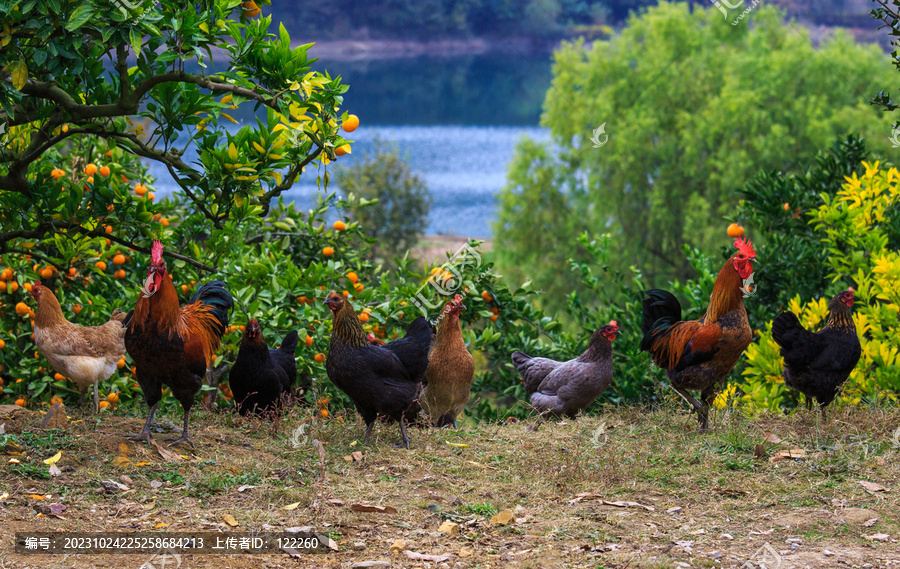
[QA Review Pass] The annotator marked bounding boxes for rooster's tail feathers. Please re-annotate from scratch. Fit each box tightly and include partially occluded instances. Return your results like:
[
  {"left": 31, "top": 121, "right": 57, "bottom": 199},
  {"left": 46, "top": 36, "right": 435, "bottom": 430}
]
[
  {"left": 641, "top": 289, "right": 681, "bottom": 351},
  {"left": 188, "top": 281, "right": 234, "bottom": 333},
  {"left": 772, "top": 312, "right": 803, "bottom": 350},
  {"left": 278, "top": 330, "right": 300, "bottom": 355}
]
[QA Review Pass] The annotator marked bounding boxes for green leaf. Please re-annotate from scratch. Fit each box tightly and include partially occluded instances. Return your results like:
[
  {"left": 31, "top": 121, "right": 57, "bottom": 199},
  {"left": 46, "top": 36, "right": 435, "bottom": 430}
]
[
  {"left": 66, "top": 2, "right": 94, "bottom": 32},
  {"left": 9, "top": 59, "right": 28, "bottom": 91}
]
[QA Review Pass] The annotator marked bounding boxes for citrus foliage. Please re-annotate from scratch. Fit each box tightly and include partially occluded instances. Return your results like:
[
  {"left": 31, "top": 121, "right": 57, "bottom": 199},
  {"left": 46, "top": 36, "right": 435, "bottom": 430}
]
[
  {"left": 744, "top": 162, "right": 900, "bottom": 409},
  {"left": 495, "top": 2, "right": 891, "bottom": 316}
]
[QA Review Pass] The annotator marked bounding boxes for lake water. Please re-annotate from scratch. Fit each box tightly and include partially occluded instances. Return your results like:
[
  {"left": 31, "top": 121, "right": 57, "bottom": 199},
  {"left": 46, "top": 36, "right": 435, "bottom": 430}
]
[{"left": 148, "top": 48, "right": 550, "bottom": 238}]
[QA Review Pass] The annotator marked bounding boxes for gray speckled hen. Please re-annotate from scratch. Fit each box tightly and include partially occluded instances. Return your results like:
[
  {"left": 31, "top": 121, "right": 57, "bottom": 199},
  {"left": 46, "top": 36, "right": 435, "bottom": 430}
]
[{"left": 512, "top": 321, "right": 621, "bottom": 417}]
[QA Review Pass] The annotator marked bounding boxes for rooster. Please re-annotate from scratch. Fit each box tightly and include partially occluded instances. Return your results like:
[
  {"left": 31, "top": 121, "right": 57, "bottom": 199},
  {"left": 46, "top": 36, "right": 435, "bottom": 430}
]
[
  {"left": 228, "top": 319, "right": 300, "bottom": 415},
  {"left": 423, "top": 294, "right": 475, "bottom": 428},
  {"left": 772, "top": 288, "right": 862, "bottom": 418},
  {"left": 325, "top": 292, "right": 422, "bottom": 448},
  {"left": 512, "top": 320, "right": 621, "bottom": 418},
  {"left": 31, "top": 282, "right": 125, "bottom": 413},
  {"left": 125, "top": 241, "right": 234, "bottom": 446},
  {"left": 641, "top": 239, "right": 756, "bottom": 431}
]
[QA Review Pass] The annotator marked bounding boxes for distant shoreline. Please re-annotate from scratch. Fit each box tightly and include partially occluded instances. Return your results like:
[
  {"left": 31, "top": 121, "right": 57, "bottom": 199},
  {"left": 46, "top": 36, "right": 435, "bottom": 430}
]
[{"left": 302, "top": 38, "right": 561, "bottom": 61}]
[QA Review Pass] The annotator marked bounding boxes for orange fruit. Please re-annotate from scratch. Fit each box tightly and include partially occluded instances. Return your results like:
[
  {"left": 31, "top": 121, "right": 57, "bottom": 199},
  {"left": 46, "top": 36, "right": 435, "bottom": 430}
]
[
  {"left": 241, "top": 0, "right": 259, "bottom": 18},
  {"left": 341, "top": 115, "right": 359, "bottom": 132},
  {"left": 728, "top": 223, "right": 744, "bottom": 237}
]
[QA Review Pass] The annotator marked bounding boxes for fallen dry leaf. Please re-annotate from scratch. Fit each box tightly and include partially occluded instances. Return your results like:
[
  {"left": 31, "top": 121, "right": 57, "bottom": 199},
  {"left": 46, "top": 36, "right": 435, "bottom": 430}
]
[
  {"left": 859, "top": 480, "right": 890, "bottom": 492},
  {"left": 350, "top": 504, "right": 399, "bottom": 514},
  {"left": 44, "top": 451, "right": 62, "bottom": 465},
  {"left": 150, "top": 439, "right": 181, "bottom": 462},
  {"left": 763, "top": 431, "right": 783, "bottom": 445},
  {"left": 403, "top": 549, "right": 450, "bottom": 563}
]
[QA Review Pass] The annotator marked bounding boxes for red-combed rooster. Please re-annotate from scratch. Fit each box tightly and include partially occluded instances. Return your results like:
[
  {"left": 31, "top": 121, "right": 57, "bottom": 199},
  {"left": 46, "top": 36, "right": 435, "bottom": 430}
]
[
  {"left": 641, "top": 239, "right": 756, "bottom": 431},
  {"left": 125, "top": 241, "right": 234, "bottom": 446}
]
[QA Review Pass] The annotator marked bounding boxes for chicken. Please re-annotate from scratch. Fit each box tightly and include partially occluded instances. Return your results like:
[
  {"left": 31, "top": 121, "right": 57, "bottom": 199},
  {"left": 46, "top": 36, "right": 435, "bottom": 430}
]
[
  {"left": 31, "top": 282, "right": 125, "bottom": 413},
  {"left": 641, "top": 239, "right": 756, "bottom": 431},
  {"left": 772, "top": 288, "right": 862, "bottom": 418},
  {"left": 325, "top": 292, "right": 422, "bottom": 448},
  {"left": 423, "top": 294, "right": 475, "bottom": 428},
  {"left": 512, "top": 320, "right": 621, "bottom": 418},
  {"left": 382, "top": 316, "right": 434, "bottom": 384},
  {"left": 228, "top": 319, "right": 300, "bottom": 415},
  {"left": 125, "top": 241, "right": 234, "bottom": 446}
]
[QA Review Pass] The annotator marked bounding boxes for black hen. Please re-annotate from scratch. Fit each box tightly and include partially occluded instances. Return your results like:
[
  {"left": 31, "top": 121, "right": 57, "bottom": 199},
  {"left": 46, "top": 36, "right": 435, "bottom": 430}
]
[
  {"left": 228, "top": 319, "right": 300, "bottom": 415},
  {"left": 380, "top": 316, "right": 435, "bottom": 385},
  {"left": 772, "top": 288, "right": 862, "bottom": 417},
  {"left": 325, "top": 292, "right": 422, "bottom": 448}
]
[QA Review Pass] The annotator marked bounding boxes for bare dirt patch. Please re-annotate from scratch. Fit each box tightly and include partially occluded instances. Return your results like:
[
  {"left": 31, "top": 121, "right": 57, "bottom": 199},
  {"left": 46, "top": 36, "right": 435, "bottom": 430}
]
[{"left": 0, "top": 402, "right": 900, "bottom": 569}]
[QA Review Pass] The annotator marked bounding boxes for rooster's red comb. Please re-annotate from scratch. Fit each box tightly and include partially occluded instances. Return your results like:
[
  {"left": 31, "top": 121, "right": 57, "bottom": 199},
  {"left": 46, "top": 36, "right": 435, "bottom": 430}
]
[
  {"left": 150, "top": 239, "right": 162, "bottom": 265},
  {"left": 734, "top": 237, "right": 756, "bottom": 257}
]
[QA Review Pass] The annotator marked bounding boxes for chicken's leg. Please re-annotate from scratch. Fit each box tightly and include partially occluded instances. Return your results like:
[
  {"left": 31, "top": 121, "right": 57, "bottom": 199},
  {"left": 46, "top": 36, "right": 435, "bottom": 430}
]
[
  {"left": 125, "top": 401, "right": 159, "bottom": 444},
  {"left": 169, "top": 407, "right": 194, "bottom": 448},
  {"left": 397, "top": 417, "right": 409, "bottom": 450}
]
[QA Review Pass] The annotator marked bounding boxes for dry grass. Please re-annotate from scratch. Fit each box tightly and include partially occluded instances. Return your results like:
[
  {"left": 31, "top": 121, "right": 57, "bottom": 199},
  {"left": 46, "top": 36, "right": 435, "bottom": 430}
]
[{"left": 0, "top": 400, "right": 900, "bottom": 569}]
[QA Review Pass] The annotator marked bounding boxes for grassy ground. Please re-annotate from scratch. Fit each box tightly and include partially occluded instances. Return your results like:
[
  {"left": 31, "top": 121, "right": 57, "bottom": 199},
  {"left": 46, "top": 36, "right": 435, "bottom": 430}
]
[{"left": 0, "top": 400, "right": 900, "bottom": 569}]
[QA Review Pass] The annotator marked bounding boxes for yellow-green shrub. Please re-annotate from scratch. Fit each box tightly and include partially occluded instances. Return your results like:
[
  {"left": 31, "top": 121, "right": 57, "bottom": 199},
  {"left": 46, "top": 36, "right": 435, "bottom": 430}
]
[{"left": 743, "top": 162, "right": 900, "bottom": 409}]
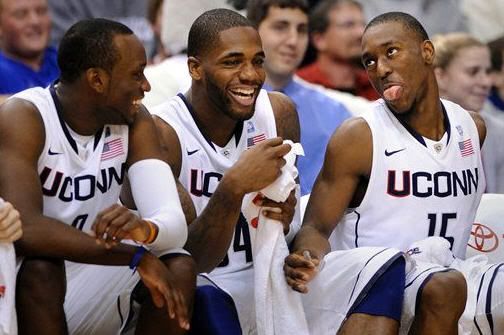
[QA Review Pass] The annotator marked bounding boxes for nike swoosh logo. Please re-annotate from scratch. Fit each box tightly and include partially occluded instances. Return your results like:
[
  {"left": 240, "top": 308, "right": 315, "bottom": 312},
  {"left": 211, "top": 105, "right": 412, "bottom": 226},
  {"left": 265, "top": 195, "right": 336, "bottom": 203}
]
[
  {"left": 385, "top": 148, "right": 406, "bottom": 157},
  {"left": 47, "top": 148, "right": 61, "bottom": 156},
  {"left": 187, "top": 149, "right": 199, "bottom": 156}
]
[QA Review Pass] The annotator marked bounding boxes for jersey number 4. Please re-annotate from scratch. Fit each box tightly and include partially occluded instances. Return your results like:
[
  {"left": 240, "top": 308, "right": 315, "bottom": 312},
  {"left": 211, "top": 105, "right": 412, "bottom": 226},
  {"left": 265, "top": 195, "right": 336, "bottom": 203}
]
[
  {"left": 427, "top": 213, "right": 457, "bottom": 249},
  {"left": 219, "top": 213, "right": 252, "bottom": 267}
]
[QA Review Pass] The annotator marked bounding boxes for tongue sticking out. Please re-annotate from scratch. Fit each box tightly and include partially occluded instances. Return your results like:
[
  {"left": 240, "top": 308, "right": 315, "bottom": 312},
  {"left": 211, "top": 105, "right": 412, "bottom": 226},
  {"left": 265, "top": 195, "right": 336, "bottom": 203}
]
[{"left": 383, "top": 85, "right": 402, "bottom": 101}]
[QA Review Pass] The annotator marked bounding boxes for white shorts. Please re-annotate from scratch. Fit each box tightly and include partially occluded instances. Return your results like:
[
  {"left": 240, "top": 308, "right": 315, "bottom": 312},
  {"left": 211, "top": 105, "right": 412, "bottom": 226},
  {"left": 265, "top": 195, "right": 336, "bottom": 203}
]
[
  {"left": 203, "top": 266, "right": 257, "bottom": 335},
  {"left": 64, "top": 249, "right": 188, "bottom": 335},
  {"left": 408, "top": 237, "right": 504, "bottom": 335},
  {"left": 303, "top": 247, "right": 403, "bottom": 335},
  {"left": 65, "top": 262, "right": 140, "bottom": 335}
]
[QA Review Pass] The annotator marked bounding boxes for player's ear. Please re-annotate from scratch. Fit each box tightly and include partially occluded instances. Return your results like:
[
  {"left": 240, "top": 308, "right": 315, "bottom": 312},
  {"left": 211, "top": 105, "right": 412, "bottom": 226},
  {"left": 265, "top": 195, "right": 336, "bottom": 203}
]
[
  {"left": 422, "top": 40, "right": 436, "bottom": 65},
  {"left": 187, "top": 56, "right": 203, "bottom": 80},
  {"left": 86, "top": 67, "right": 110, "bottom": 94}
]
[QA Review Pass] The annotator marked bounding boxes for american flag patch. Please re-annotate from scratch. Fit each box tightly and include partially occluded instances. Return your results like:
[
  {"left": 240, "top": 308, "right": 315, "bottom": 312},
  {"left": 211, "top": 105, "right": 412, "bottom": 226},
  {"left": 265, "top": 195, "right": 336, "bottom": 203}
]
[
  {"left": 247, "top": 133, "right": 266, "bottom": 148},
  {"left": 102, "top": 138, "right": 124, "bottom": 161},
  {"left": 459, "top": 138, "right": 474, "bottom": 157}
]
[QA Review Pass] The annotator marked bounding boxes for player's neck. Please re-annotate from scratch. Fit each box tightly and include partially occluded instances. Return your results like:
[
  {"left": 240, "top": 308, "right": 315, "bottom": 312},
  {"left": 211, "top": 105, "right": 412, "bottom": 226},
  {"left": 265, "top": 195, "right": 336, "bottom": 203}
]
[
  {"left": 186, "top": 89, "right": 238, "bottom": 147},
  {"left": 55, "top": 83, "right": 103, "bottom": 135}
]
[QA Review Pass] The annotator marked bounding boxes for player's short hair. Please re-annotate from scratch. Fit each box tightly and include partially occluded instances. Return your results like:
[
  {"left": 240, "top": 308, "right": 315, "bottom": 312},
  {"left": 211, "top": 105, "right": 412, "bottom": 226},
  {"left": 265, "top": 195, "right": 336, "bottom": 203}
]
[
  {"left": 58, "top": 18, "right": 133, "bottom": 83},
  {"left": 187, "top": 8, "right": 253, "bottom": 57},
  {"left": 432, "top": 33, "right": 487, "bottom": 69},
  {"left": 309, "top": 0, "right": 362, "bottom": 33},
  {"left": 247, "top": 0, "right": 310, "bottom": 28},
  {"left": 364, "top": 12, "right": 429, "bottom": 41},
  {"left": 488, "top": 37, "right": 504, "bottom": 72}
]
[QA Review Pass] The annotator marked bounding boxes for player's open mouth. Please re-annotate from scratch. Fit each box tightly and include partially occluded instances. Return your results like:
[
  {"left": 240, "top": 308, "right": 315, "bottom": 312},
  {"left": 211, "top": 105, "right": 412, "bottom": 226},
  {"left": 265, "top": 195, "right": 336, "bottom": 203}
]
[
  {"left": 131, "top": 98, "right": 143, "bottom": 109},
  {"left": 383, "top": 84, "right": 404, "bottom": 101},
  {"left": 229, "top": 88, "right": 256, "bottom": 106}
]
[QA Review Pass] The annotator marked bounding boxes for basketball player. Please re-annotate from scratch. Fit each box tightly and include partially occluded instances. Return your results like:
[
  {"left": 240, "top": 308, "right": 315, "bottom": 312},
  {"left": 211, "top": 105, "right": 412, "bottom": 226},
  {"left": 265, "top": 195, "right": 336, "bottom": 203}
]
[
  {"left": 0, "top": 198, "right": 23, "bottom": 243},
  {"left": 286, "top": 12, "right": 478, "bottom": 334},
  {"left": 0, "top": 19, "right": 195, "bottom": 334},
  {"left": 153, "top": 9, "right": 410, "bottom": 334}
]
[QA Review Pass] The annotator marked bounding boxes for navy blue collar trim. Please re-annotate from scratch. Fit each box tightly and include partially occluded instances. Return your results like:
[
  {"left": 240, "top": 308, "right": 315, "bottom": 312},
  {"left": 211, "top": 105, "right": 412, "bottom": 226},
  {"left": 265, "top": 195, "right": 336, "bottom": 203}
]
[
  {"left": 177, "top": 93, "right": 243, "bottom": 151},
  {"left": 49, "top": 82, "right": 103, "bottom": 155},
  {"left": 488, "top": 87, "right": 504, "bottom": 111},
  {"left": 392, "top": 102, "right": 451, "bottom": 147}
]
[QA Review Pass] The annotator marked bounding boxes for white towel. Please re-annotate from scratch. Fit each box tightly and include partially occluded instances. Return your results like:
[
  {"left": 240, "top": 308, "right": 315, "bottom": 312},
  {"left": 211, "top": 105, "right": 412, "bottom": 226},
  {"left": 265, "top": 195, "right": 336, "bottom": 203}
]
[
  {"left": 244, "top": 141, "right": 308, "bottom": 335},
  {"left": 0, "top": 243, "right": 17, "bottom": 335}
]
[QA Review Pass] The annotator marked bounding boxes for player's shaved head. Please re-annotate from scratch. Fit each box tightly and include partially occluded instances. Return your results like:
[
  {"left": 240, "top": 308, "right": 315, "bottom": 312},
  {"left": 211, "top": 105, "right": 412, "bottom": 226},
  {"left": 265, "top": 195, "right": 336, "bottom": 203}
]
[
  {"left": 58, "top": 18, "right": 133, "bottom": 82},
  {"left": 187, "top": 8, "right": 253, "bottom": 57},
  {"left": 364, "top": 12, "right": 429, "bottom": 41}
]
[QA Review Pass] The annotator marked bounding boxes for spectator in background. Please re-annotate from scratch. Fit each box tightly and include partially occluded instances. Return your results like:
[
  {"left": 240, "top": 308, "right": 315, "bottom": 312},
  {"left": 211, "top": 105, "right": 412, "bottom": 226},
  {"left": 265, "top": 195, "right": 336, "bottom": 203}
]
[
  {"left": 460, "top": 0, "right": 504, "bottom": 42},
  {"left": 247, "top": 0, "right": 350, "bottom": 195},
  {"left": 297, "top": 0, "right": 378, "bottom": 100},
  {"left": 143, "top": 0, "right": 236, "bottom": 109},
  {"left": 432, "top": 33, "right": 504, "bottom": 193},
  {"left": 483, "top": 36, "right": 504, "bottom": 121},
  {"left": 359, "top": 0, "right": 466, "bottom": 36},
  {"left": 47, "top": 0, "right": 154, "bottom": 55},
  {"left": 147, "top": 0, "right": 169, "bottom": 64},
  {"left": 0, "top": 0, "right": 59, "bottom": 102}
]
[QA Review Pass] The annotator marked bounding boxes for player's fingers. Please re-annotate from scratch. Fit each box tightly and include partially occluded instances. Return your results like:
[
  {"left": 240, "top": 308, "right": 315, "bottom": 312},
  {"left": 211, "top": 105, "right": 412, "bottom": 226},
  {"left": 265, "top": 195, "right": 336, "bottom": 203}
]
[
  {"left": 0, "top": 201, "right": 17, "bottom": 227},
  {"left": 285, "top": 254, "right": 315, "bottom": 269},
  {"left": 91, "top": 205, "right": 120, "bottom": 240},
  {"left": 262, "top": 209, "right": 285, "bottom": 222},
  {"left": 173, "top": 291, "right": 189, "bottom": 330},
  {"left": 256, "top": 137, "right": 283, "bottom": 148},
  {"left": 286, "top": 277, "right": 308, "bottom": 293},
  {"left": 106, "top": 210, "right": 136, "bottom": 242}
]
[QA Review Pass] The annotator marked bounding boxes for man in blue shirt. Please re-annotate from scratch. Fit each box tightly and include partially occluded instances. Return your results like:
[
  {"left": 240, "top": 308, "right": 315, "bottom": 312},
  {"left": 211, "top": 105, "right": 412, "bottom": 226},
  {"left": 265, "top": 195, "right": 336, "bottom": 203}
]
[
  {"left": 0, "top": 0, "right": 59, "bottom": 102},
  {"left": 247, "top": 0, "right": 350, "bottom": 195}
]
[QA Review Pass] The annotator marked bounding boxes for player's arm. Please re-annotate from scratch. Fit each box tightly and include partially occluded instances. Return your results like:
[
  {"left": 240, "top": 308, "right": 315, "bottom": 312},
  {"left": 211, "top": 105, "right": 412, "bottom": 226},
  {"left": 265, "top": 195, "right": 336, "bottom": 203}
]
[
  {"left": 284, "top": 118, "right": 372, "bottom": 292},
  {"left": 261, "top": 92, "right": 301, "bottom": 242},
  {"left": 93, "top": 108, "right": 187, "bottom": 253},
  {"left": 469, "top": 112, "right": 486, "bottom": 148},
  {"left": 0, "top": 99, "right": 135, "bottom": 265},
  {"left": 155, "top": 114, "right": 290, "bottom": 272}
]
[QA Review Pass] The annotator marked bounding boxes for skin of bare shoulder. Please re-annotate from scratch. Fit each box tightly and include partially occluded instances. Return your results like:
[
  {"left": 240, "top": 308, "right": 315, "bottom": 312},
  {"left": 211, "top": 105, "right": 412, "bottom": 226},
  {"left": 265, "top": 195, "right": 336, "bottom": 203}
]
[
  {"left": 153, "top": 116, "right": 196, "bottom": 224},
  {"left": 0, "top": 98, "right": 45, "bottom": 234},
  {"left": 268, "top": 92, "right": 301, "bottom": 143},
  {"left": 127, "top": 106, "right": 162, "bottom": 167},
  {"left": 153, "top": 115, "right": 182, "bottom": 178},
  {"left": 469, "top": 111, "right": 486, "bottom": 148}
]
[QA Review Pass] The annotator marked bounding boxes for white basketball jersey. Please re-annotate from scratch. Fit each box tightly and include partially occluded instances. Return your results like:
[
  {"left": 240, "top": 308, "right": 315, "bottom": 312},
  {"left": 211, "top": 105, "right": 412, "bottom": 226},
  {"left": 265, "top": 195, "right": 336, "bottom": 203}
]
[
  {"left": 331, "top": 100, "right": 485, "bottom": 259},
  {"left": 15, "top": 87, "right": 128, "bottom": 232},
  {"left": 152, "top": 90, "right": 277, "bottom": 276}
]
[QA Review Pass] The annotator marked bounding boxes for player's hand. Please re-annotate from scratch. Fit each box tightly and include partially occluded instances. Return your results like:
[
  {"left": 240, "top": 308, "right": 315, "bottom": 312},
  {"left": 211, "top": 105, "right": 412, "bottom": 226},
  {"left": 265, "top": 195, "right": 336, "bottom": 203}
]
[
  {"left": 284, "top": 250, "right": 320, "bottom": 293},
  {"left": 254, "top": 190, "right": 297, "bottom": 235},
  {"left": 224, "top": 137, "right": 291, "bottom": 194},
  {"left": 91, "top": 204, "right": 151, "bottom": 248},
  {"left": 137, "top": 252, "right": 189, "bottom": 330},
  {"left": 0, "top": 201, "right": 23, "bottom": 243}
]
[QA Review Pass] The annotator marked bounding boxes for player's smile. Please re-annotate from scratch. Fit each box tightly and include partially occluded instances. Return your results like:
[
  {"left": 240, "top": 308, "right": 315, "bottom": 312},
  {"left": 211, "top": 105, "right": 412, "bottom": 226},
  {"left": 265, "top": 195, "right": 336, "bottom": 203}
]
[{"left": 228, "top": 86, "right": 259, "bottom": 106}]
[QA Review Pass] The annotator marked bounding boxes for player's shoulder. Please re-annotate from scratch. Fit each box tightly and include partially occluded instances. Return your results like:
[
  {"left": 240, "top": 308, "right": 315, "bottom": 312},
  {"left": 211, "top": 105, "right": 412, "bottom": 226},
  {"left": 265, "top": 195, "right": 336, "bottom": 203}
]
[
  {"left": 331, "top": 116, "right": 371, "bottom": 143},
  {"left": 268, "top": 92, "right": 301, "bottom": 142}
]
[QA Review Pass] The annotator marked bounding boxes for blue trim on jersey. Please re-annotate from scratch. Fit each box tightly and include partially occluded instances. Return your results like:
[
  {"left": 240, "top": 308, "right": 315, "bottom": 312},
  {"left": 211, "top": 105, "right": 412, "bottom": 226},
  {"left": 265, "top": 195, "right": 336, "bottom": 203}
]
[
  {"left": 348, "top": 248, "right": 400, "bottom": 307},
  {"left": 389, "top": 100, "right": 451, "bottom": 147},
  {"left": 346, "top": 249, "right": 403, "bottom": 318},
  {"left": 404, "top": 266, "right": 447, "bottom": 288},
  {"left": 354, "top": 210, "right": 360, "bottom": 248},
  {"left": 49, "top": 81, "right": 104, "bottom": 155},
  {"left": 473, "top": 267, "right": 493, "bottom": 335},
  {"left": 177, "top": 93, "right": 243, "bottom": 152},
  {"left": 485, "top": 264, "right": 504, "bottom": 334},
  {"left": 354, "top": 257, "right": 406, "bottom": 322}
]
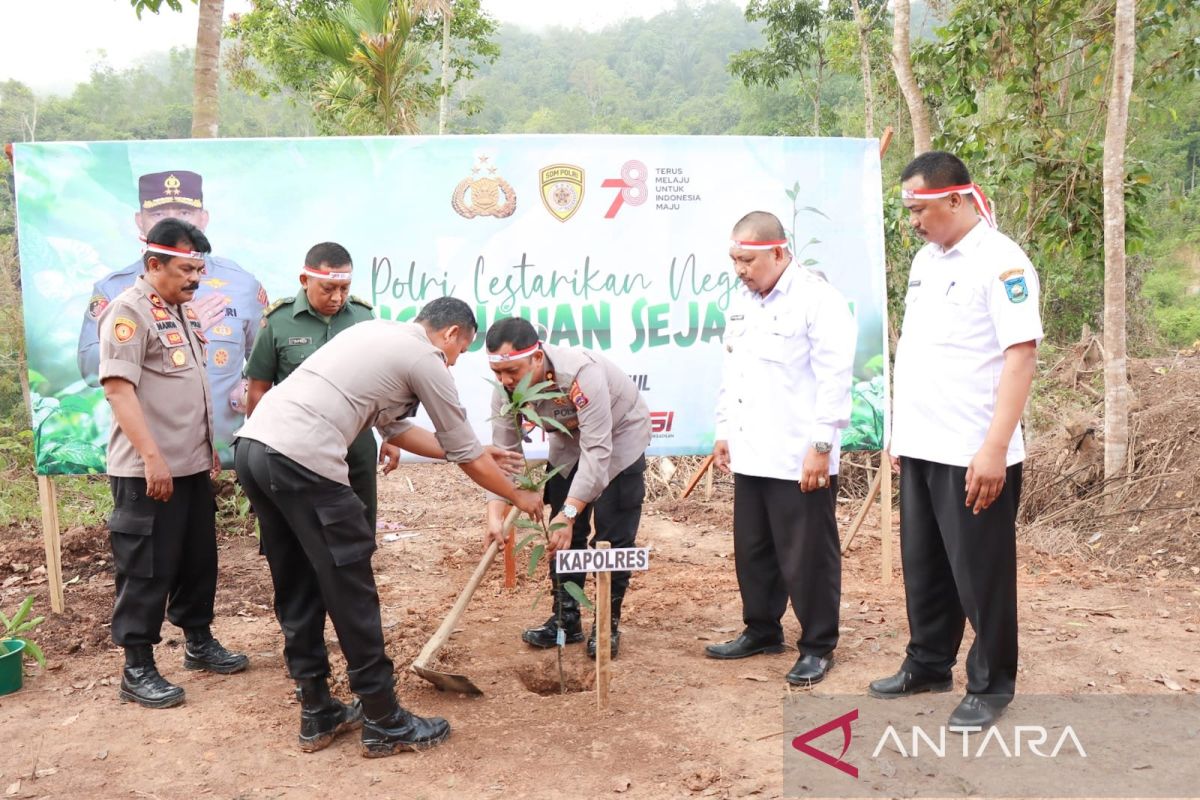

- - -

▶ _Task description_: Locate each line in the records above that contains the word "jersey" and copy those lines.

▶ _Result of this exercise_:
[QA Review Pass] The annotator marked bounding boxes for jersey number 4. Please re-annotate from scratch. Fit each box tightly and include partially occluded instances. Return your results like:
[QA Review Pass] The annotator marked bounding boxes for white basketball jersey. Please re-annotate from scratch. Fit each box tightly and include partially occluded instances. Return your results like:
[QA Review Pass] The annotator marked bounding boxes for blue trim on jersey. Please re-annotate from scratch. Fit each box tightly and include partially occluded instances. Return your results like:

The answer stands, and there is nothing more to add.